**Directions:** Scale the items below between the lines holding "Point to the concrete pool" and "(1188, 304)", inclusive. Reproduce every line in that span with the wording of each line unchanged, multiply each coordinate in the answers by 0.9, and round it to a whole number, with halves rounded up.

**Coordinate annotation entries:**

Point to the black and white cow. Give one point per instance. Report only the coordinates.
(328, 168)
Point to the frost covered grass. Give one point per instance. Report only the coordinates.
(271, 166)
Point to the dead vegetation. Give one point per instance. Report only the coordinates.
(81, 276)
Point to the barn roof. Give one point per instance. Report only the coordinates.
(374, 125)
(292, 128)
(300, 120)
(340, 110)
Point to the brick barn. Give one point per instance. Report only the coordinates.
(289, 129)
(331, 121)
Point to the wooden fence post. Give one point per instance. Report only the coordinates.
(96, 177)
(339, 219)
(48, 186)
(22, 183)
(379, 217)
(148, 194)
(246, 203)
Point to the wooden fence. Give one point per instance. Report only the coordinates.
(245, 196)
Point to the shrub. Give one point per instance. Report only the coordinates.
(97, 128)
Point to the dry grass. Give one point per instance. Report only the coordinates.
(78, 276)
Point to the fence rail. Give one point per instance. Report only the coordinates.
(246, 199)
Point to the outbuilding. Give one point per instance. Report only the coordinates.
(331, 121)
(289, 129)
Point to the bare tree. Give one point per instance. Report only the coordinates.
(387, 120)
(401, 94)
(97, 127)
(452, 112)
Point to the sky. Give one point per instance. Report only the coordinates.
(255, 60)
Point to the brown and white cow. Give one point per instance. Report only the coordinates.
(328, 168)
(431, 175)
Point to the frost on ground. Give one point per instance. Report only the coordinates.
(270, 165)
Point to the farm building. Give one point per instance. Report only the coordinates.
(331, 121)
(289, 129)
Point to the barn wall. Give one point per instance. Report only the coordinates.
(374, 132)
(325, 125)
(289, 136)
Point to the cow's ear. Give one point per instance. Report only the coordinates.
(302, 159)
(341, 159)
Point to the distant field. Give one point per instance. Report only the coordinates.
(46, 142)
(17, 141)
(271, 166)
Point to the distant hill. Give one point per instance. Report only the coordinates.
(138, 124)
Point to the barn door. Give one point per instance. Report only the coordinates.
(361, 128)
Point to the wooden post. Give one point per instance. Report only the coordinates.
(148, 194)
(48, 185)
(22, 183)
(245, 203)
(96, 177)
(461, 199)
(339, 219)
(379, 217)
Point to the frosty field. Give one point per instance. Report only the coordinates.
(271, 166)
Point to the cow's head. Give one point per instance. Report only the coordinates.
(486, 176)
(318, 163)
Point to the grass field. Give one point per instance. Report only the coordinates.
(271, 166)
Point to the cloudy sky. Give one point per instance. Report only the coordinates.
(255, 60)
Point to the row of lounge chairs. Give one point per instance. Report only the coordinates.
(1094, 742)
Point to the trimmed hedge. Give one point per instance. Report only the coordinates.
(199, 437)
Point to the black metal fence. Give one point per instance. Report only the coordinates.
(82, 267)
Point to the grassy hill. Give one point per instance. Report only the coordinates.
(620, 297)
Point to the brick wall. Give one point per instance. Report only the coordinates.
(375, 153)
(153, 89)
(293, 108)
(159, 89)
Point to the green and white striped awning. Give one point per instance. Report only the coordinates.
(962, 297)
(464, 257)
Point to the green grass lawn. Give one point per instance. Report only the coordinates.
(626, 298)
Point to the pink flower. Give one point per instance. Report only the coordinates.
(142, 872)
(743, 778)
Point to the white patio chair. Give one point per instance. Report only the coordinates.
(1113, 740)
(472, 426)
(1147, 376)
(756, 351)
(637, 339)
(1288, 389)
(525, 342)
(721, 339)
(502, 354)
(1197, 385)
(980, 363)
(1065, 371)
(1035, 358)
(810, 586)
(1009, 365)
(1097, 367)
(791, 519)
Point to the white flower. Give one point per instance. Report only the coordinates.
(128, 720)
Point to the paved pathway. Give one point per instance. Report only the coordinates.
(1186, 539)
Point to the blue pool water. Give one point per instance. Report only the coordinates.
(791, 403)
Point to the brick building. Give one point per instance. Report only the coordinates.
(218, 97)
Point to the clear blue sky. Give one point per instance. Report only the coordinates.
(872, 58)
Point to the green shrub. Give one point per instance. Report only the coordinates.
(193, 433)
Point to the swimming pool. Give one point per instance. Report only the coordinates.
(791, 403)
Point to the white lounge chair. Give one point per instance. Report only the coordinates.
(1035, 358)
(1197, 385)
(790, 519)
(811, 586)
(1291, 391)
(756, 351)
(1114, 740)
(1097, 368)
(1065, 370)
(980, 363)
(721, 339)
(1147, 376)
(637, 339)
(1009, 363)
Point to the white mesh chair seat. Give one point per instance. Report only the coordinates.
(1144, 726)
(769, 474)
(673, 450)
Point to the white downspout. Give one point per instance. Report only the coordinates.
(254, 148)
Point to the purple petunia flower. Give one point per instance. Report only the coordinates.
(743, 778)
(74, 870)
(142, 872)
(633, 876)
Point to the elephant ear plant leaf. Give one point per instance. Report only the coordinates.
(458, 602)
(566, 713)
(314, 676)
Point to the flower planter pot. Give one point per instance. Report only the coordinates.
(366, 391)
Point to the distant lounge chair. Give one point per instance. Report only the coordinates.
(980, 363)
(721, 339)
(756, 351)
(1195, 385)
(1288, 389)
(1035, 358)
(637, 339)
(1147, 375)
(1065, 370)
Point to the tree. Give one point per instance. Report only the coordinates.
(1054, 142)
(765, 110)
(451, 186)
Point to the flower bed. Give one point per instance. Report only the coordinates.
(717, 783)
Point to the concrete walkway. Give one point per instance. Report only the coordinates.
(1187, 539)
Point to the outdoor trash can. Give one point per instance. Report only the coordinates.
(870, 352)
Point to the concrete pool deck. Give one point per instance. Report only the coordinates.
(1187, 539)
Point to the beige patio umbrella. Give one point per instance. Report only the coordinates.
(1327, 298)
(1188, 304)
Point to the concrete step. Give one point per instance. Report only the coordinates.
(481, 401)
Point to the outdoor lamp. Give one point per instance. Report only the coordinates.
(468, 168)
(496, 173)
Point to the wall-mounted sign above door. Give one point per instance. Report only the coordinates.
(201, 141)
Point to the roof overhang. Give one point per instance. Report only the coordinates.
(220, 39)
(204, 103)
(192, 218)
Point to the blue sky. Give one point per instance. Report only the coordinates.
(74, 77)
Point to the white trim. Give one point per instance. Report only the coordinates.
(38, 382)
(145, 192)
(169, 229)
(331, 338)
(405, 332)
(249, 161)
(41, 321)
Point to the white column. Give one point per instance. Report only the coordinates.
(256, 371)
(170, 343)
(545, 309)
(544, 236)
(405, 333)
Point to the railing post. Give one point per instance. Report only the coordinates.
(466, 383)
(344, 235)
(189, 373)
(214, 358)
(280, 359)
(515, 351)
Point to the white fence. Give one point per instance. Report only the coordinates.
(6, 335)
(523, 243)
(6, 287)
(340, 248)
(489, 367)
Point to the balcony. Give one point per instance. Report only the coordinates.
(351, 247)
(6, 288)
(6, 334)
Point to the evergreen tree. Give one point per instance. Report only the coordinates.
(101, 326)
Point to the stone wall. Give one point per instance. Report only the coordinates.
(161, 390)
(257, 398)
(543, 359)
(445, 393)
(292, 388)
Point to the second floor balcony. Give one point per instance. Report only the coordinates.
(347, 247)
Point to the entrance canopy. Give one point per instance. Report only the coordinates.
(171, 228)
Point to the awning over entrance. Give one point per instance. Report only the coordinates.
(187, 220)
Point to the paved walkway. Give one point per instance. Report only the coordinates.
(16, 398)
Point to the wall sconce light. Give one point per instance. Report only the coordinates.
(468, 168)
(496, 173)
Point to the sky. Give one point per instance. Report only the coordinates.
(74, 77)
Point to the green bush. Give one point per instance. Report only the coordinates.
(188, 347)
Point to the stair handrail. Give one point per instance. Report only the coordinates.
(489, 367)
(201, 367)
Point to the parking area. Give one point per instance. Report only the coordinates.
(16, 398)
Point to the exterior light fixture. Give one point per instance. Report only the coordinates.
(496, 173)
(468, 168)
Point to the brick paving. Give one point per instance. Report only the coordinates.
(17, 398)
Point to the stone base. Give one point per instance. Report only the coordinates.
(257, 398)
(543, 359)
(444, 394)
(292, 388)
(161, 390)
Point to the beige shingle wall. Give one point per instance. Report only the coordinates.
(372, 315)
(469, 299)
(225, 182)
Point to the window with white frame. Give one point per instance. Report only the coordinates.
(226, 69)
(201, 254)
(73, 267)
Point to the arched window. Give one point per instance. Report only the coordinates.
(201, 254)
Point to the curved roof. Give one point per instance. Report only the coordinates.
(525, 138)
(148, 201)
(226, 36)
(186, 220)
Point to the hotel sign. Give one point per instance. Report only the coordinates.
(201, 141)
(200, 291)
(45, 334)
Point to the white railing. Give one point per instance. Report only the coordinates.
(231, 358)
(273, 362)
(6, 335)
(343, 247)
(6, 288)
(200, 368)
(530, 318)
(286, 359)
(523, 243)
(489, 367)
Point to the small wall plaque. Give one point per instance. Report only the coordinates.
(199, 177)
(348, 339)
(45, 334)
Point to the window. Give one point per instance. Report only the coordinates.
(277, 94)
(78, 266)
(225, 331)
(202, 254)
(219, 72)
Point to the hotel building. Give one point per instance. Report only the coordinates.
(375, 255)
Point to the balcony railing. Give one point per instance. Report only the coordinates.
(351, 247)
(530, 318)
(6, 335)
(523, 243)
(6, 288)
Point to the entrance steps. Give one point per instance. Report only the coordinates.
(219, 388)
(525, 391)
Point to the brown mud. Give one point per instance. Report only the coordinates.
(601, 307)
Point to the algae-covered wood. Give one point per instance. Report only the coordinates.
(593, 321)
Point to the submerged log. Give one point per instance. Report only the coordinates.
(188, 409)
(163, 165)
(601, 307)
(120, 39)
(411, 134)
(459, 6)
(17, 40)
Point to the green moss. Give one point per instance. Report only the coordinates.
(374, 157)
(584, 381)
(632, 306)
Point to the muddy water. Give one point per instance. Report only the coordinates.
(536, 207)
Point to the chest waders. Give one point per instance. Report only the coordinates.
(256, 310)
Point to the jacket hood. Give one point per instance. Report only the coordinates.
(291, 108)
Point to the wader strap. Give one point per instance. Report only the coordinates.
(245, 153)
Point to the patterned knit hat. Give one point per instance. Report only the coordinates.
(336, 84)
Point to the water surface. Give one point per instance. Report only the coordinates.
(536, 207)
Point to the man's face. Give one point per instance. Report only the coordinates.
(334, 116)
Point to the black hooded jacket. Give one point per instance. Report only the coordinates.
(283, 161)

**Final result:**
Point to the concrete pool deck. Give one point per instance. Report only the coordinates.
(1068, 485)
Point to the beige patio umbrella. Give one point per instance. Report only the coordinates.
(1194, 268)
(1069, 274)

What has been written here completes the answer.